Reproduce word for word the listing lines from the line with "Task: Where can the man's forearm" through the line with "Target: man's forearm", both included, and omit any pictures from your answer.

**DATA EXTRACT**
--

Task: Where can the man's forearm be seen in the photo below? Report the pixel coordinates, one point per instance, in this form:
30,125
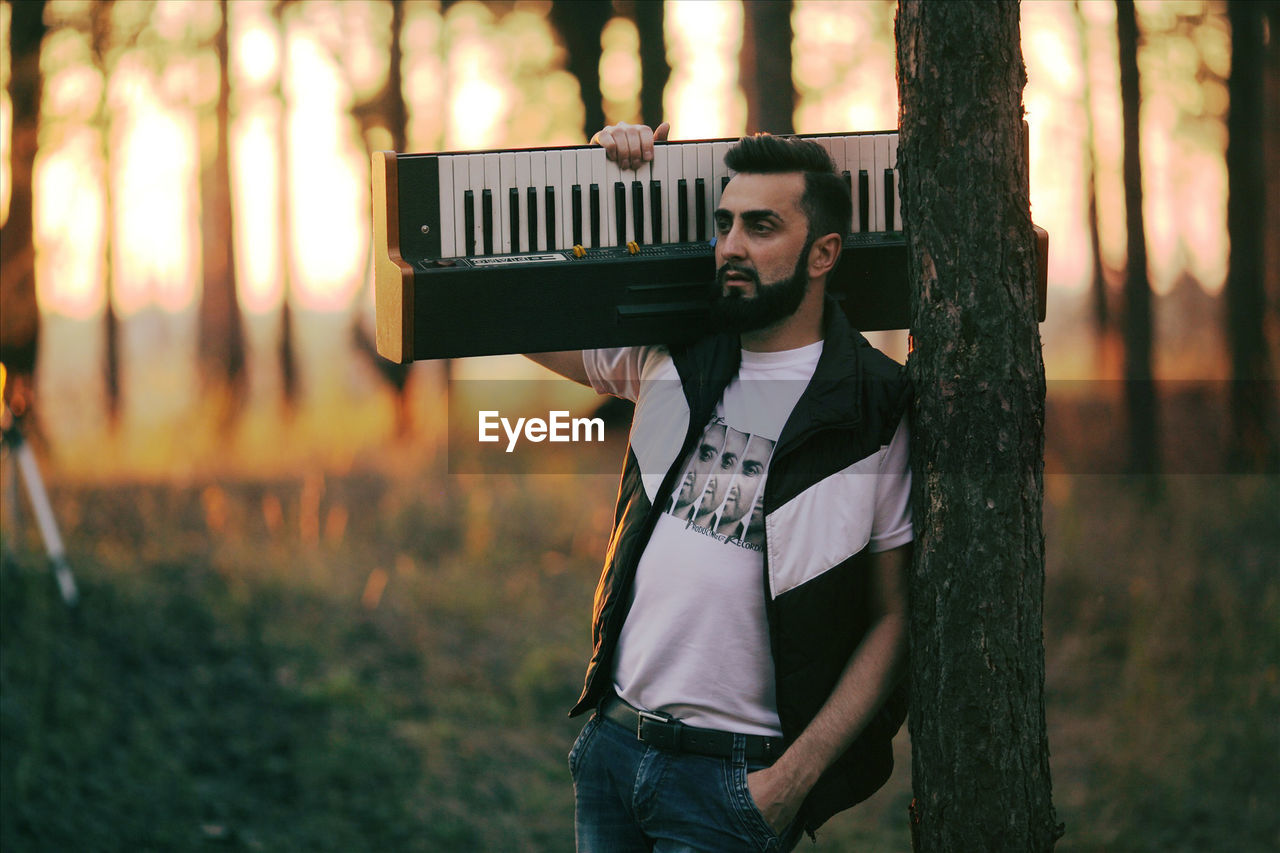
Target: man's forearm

--

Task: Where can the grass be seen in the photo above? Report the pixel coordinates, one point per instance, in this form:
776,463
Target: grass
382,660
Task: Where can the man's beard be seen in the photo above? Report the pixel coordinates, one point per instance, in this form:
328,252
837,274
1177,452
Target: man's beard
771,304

--

**SOLUTION**
Task: Where can the man's forearm be seen in the photo below? Report the pixel coordinates, one point per instance, in this form:
30,125
Target: man's forearm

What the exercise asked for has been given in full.